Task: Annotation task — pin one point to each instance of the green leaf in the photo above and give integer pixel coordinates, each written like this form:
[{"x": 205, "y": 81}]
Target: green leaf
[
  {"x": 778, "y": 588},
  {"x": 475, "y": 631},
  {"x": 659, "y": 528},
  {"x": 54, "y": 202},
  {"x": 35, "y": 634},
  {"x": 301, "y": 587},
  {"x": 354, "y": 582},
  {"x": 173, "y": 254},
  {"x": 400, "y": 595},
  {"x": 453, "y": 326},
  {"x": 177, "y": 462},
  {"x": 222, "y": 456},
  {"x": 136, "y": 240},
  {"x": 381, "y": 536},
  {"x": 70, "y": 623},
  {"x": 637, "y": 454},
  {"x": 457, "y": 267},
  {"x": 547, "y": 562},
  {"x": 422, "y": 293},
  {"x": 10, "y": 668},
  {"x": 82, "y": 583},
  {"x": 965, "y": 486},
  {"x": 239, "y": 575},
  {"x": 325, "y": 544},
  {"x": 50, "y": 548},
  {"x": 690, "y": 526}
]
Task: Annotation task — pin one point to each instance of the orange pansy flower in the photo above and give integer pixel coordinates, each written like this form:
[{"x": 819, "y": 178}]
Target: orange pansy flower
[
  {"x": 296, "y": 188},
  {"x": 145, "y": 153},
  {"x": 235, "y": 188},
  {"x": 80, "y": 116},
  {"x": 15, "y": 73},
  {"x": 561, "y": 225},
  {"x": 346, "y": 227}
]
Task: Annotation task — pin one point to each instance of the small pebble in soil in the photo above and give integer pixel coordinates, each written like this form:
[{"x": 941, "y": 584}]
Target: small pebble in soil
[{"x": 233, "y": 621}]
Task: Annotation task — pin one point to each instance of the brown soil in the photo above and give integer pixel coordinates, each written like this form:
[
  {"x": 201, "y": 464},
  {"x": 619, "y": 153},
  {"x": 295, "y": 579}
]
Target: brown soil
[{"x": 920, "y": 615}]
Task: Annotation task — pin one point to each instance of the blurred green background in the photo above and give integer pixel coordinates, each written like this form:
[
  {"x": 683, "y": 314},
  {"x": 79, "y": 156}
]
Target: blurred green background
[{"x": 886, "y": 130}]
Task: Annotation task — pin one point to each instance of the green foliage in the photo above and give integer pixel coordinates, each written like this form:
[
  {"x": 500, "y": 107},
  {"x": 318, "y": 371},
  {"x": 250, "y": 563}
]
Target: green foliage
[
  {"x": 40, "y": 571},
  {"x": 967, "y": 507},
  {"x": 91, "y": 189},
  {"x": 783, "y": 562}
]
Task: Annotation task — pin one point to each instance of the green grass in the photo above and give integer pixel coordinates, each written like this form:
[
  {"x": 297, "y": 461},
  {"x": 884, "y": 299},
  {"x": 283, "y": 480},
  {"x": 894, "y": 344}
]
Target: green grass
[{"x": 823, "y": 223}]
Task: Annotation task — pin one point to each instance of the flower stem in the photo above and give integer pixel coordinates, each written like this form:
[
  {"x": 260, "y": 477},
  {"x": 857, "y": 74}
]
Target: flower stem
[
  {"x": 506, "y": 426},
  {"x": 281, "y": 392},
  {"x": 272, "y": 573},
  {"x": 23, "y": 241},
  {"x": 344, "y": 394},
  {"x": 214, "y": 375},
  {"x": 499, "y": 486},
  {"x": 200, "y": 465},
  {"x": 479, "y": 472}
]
***
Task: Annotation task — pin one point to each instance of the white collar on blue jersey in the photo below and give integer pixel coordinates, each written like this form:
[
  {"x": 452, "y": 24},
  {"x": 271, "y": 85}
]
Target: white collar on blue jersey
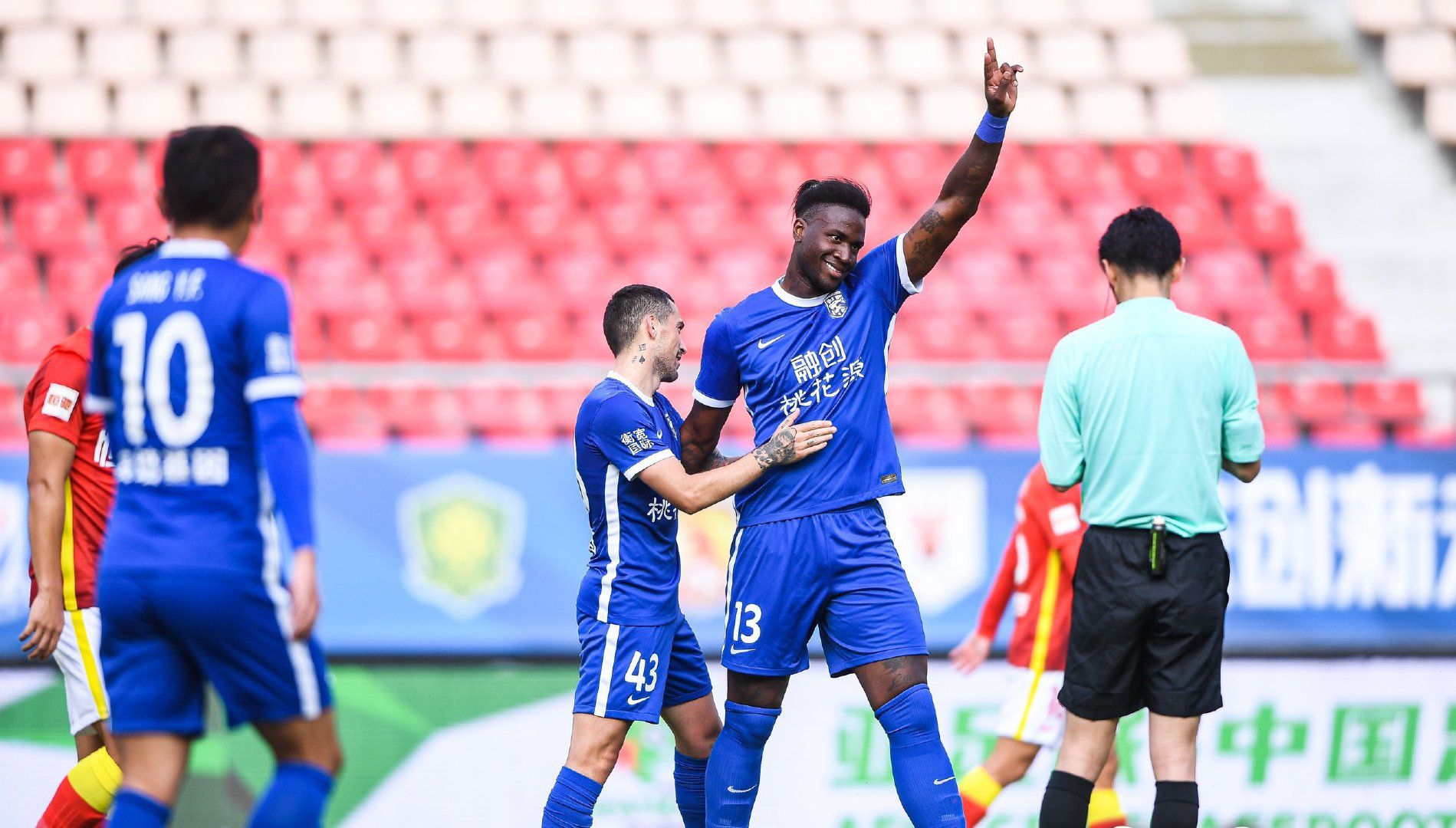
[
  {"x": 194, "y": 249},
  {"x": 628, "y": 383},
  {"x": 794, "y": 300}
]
***
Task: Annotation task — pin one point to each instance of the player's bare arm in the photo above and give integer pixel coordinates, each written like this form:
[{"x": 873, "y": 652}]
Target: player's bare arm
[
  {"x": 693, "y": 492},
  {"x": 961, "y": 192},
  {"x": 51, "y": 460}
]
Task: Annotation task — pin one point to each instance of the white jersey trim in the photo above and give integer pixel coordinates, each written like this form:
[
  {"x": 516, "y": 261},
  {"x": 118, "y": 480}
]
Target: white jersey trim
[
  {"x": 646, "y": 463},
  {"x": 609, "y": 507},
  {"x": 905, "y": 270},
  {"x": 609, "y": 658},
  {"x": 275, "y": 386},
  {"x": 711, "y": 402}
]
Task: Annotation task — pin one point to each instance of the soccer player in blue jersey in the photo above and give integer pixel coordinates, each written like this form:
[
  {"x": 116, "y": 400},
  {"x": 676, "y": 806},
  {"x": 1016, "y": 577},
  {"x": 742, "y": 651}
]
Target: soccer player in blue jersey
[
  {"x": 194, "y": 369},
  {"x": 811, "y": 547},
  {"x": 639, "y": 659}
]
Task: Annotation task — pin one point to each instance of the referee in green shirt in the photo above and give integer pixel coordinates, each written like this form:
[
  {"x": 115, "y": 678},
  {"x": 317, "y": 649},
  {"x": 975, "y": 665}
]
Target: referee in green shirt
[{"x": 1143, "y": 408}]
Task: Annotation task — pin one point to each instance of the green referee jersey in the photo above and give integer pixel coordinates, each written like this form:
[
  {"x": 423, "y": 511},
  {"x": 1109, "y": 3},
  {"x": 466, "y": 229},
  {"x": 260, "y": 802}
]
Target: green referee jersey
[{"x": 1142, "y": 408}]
***
◆ **SHORT TASK**: Please pull out every line of the records above that contains the word "jersey", matching case exactly.

◆ **TASK ANSWER**:
Task: Annotation task — pin one point to each instance of the white collar on blue jersey in the photo below and give integer pixel coordinates, each written like this form:
Target: white collar on blue jersey
Task: Annotation task — pin one point to each instance of the white jersey trim in the photo above and give integer pixel coordinates, each written like this form:
Target: white jersey trim
Task: Annotation task — pin one point to each instance of the soccer player in blue jersey in the photo above and give integer pixel coordinates, each written like this form:
Target: soccer player in blue jersey
Task: Annotation task — pin one point to each instance of the green referee jersey in the photo above and give integer pixel coordinates, each written like this form:
Target: green referee jersey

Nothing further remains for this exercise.